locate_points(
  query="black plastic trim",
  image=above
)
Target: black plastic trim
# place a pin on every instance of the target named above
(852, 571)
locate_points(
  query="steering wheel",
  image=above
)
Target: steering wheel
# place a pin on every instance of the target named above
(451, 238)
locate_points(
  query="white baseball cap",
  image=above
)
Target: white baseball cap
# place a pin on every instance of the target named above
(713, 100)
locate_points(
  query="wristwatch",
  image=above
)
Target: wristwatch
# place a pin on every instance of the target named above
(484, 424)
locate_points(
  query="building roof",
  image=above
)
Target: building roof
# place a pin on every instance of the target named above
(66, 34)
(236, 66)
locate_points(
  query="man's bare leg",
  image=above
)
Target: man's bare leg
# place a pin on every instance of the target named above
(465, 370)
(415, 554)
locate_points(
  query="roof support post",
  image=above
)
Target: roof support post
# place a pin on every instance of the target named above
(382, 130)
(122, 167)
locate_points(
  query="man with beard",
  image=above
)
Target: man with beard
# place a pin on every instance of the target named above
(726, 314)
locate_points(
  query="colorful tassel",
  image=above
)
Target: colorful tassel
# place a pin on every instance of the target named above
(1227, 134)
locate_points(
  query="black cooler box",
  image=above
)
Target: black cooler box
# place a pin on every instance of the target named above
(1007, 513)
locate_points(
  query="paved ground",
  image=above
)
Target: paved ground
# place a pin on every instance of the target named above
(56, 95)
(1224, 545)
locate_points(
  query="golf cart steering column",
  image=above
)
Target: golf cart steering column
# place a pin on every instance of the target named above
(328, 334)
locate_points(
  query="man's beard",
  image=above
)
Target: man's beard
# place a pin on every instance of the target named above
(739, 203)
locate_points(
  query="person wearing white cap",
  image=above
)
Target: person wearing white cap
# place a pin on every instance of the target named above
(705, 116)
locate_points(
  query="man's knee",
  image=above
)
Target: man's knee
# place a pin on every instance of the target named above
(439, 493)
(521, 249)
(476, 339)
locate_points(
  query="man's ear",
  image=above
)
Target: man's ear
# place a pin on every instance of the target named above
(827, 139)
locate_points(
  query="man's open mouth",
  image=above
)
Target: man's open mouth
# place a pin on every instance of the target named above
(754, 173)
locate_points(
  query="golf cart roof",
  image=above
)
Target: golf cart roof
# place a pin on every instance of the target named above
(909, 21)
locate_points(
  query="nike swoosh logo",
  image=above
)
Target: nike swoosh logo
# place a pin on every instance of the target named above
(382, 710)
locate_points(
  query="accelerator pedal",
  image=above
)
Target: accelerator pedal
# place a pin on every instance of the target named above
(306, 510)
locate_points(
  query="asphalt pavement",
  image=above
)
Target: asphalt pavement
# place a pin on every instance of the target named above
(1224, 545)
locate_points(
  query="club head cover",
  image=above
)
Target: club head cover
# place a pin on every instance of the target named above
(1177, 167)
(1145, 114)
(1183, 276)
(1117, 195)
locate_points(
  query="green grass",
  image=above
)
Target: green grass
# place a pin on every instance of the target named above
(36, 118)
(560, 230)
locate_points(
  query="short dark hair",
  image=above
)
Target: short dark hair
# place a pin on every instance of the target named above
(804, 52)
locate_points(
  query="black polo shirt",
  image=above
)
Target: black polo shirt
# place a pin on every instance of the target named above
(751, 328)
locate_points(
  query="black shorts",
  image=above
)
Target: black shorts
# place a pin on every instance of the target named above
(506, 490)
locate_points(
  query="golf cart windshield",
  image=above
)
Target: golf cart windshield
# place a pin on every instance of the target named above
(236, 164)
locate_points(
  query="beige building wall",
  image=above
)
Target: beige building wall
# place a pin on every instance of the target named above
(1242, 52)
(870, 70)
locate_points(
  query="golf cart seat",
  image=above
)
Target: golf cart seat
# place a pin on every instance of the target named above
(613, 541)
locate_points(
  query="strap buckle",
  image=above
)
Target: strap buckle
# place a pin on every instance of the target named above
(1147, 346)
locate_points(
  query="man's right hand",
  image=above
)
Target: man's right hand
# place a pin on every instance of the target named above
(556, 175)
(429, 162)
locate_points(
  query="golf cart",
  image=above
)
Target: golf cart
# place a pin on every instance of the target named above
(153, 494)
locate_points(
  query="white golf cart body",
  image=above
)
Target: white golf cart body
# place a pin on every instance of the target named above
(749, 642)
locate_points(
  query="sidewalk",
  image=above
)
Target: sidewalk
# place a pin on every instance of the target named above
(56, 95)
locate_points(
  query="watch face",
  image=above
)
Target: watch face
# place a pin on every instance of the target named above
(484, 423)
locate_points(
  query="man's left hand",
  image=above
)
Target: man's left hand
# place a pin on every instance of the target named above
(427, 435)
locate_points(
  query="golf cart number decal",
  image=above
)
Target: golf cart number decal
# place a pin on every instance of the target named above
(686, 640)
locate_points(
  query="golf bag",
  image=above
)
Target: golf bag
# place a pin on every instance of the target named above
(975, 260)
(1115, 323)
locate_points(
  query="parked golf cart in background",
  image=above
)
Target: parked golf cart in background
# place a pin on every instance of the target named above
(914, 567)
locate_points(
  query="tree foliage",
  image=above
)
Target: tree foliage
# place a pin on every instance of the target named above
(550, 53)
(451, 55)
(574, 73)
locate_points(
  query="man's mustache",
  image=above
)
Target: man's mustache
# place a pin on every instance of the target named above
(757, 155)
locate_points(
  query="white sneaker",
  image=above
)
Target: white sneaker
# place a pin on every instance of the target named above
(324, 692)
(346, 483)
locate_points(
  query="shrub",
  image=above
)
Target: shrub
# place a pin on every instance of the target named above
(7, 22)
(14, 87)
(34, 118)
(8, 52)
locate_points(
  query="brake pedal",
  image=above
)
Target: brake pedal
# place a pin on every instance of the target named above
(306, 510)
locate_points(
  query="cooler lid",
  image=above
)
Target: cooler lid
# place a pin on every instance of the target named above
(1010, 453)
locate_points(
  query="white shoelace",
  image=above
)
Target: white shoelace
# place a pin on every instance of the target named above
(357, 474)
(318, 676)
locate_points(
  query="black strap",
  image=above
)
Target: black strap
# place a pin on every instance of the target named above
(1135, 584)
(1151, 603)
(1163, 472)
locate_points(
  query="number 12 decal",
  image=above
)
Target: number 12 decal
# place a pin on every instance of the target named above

**What the exercise asks**
Each record above should be repeated exactly as it appears.

**The answer**
locate_points(
  query="black plastic trim",
  image=above
)
Target: black plastic trim
# place a pin on every instance of the target named above
(852, 571)
locate_points(
  query="steering wheel",
  image=above
)
Target: steering wheel
# place a pin on every instance of the target named above
(451, 238)
locate_points(
  query="white baseball cap",
  image=above
)
Target: white baseball cap
# place a pin on every instance of the target named above
(713, 100)
locate_points(
  query="wristwatch",
  image=above
)
Target: wristwatch
# place a pin on every instance of the target named above
(484, 424)
locate_points(
  query="building roof",
  image=above
)
Target: building roof
# place a pin on every instance of the target named above
(66, 34)
(236, 66)
locate_points(
  query="man's bare leg",
  image=above
)
Target: man's bare leg
# place a pin on every instance of the target named above
(465, 370)
(415, 554)
locate_points(
  query="roof support post",
  image=above
)
Target: roof support post
# place a pin on every instance of the target named above
(382, 130)
(122, 167)
locate_points(
  query="man with beard",
  image=above
)
Target: man with beard
# place a pin on every instance of the target named above
(726, 314)
locate_points(
  query="colorful tassel",
  image=above
)
Target: colorful tassel
# place a pin on every instance of the target named above
(1227, 134)
locate_points(
  query="black cooler box",
  image=above
)
Target: black cooler box
# place a pin on every instance of the target named above
(1007, 513)
locate_points(
  query="paved ground",
  image=above
)
Target: paved ground
# place a pin on every instance of the target named above
(56, 95)
(1224, 545)
locate_points(
  query="golf cart steering column",
  image=above
)
Target: golf cart steering column
# place a pin on every instance of the target named above
(328, 334)
locate_points(
  query="man's beard",
  image=above
)
Target: man's beard
# place a pin on every instance of the target named above
(739, 203)
locate_points(
  query="person wearing white cap",
  image=above
)
Target: person wearing white cap
# place a pin on every instance of the target named above
(705, 116)
locate_points(
  query="man's knee",
  image=above
)
Target: man's knee
# place a pin on every instance of the target named above
(439, 493)
(521, 249)
(476, 339)
locate_points(
  query="man's ear",
  image=above
)
Target: man's ear
# place a pin on every instance of the target named above
(827, 139)
locate_points(
  query="man's open mouth",
  image=above
)
Target: man's open mouth
# place a pin on every instance of the target named above
(754, 173)
locate_points(
  query="golf cart roof",
  image=above
)
Target: golf cart roof
# place a pin on every instance of the target named above
(909, 21)
locate_points(
  query="nike swoosh logo",
  image=above
)
Target: nike swoosh logo
# place a pin on every instance of the target named above
(382, 710)
locate_points(
  query="accelerator pedal",
  image=above
)
Target: accelerator pedal
# place a pin on every instance of the target named above
(306, 510)
locate_points(
  query="asphalt pavement",
  image=above
)
Target: asphalt pavement
# place a pin on every instance of the target named above
(1224, 545)
locate_points(
  query="club head cover",
  image=above
)
Target: club head cover
# place a pin on every instance of the target named above
(1177, 167)
(1145, 114)
(1183, 276)
(1117, 195)
locate_points(
  query="green grass",
  image=above
)
Target: green grass
# place a pin on every instance of the target named above
(36, 118)
(560, 230)
locate_points(
  query="short dark hair",
  image=above
)
Target: short dark hair
# place a pin on every instance of the target named above
(804, 52)
locate_points(
  query="black polo shirt",
  image=above
)
Target: black polo shirt
# place a pin on every instance of the target named above
(751, 328)
locate_points(
  query="black shorts",
  image=above
)
Target: black shorts
# place a pin on every instance of the target named above
(506, 490)
locate_points(
  query="golf cart windshield",
  image=above
)
Target: golf cart windshield
# place a pin on every instance of the target named above
(236, 164)
locate_points(
  query="beige building wall",
  image=above
)
Target: beige building wall
# place a pin on every instance of the target named above
(1242, 52)
(870, 70)
locate_points(
  query="golf cart seat",
  image=above
)
Target: golf cart seat
# place a pin on every instance of the target named above
(613, 541)
locate_points(
  query="strap buckle",
  image=above
)
Target: strap buckle
# place a pin on every instance of the target named above
(1147, 346)
locate_points(
  query="man's right hand",
  image=above
)
Target: man's right hand
# place a pin on every instance of the target named above
(556, 175)
(429, 162)
locate_points(
  query="golf cart",
  image=above
)
Target: golf cart
# place a pin on every instance of the target named above
(153, 494)
locate_points(
  query="white golf cart body",
  image=above
)
Target: white golf cart body
# place a pin on every instance of the target named above
(749, 642)
locate_points(
  query="sidewalk",
  image=above
)
Target: sidewalk
# place a pin on every instance of the target named above
(56, 95)
locate_points(
  query="watch face",
  image=above
)
Target: watch face
# place a pin on every instance of the target named above
(484, 423)
locate_points(
  query="man's left hand",
  image=above
)
Target: man's left hand
# place a pin on every instance of the target named above
(427, 435)
locate_points(
  query="golf cart number decal",
  image=above
)
Target: golf cart number decal
# place a pin on every instance of the target named above
(686, 640)
locate_points(
  query="golf bag",
  image=above
)
Target: golf bag
# place a pin on every instance of the target named above
(975, 260)
(1115, 323)
locate_points(
  query="parked golf cart in background",
  image=above
)
Target: parked golf cart in background
# place a pin on every instance of the target named above
(914, 567)
locate_points(
  query="tree foliage",
  image=above
)
Target: tree foliage
# place a pin on every instance of the target named above
(550, 53)
(451, 55)
(574, 73)
locate_points(
  query="man's mustache",
  image=above
)
Target: man's mustache
# place a pin on every instance of the target named above
(757, 155)
locate_points(
  query="white sneaker",
  image=above
)
Target: white sneaker
# place a pin on every instance of the target named above
(324, 692)
(346, 483)
locate_points(
  query="shrub",
  image=above
)
Target: shrub
# place a pin on every instance of the target named above
(7, 22)
(14, 87)
(34, 118)
(8, 52)
locate_points(
  query="brake pedal",
  image=above
)
Target: brake pedal
# place a pin on every instance of the target named above
(306, 510)
locate_points(
  query="cooler lid",
  image=above
)
Target: cooler lid
# place a pin on every instance of the target named above
(1010, 453)
locate_points(
  query="white shoelace",
  image=above
)
Target: white shoelace
# place a pin on every instance of the target named above
(357, 474)
(318, 676)
locate_points(
  query="black strap",
  image=above
)
Target: black strap
# place a pin on every instance of the target named above
(1135, 584)
(1151, 603)
(1163, 472)
locate_points(
  query="number 12 decal",
  image=above
)
Target: number 12 decal
# place a pin on every instance of the target named above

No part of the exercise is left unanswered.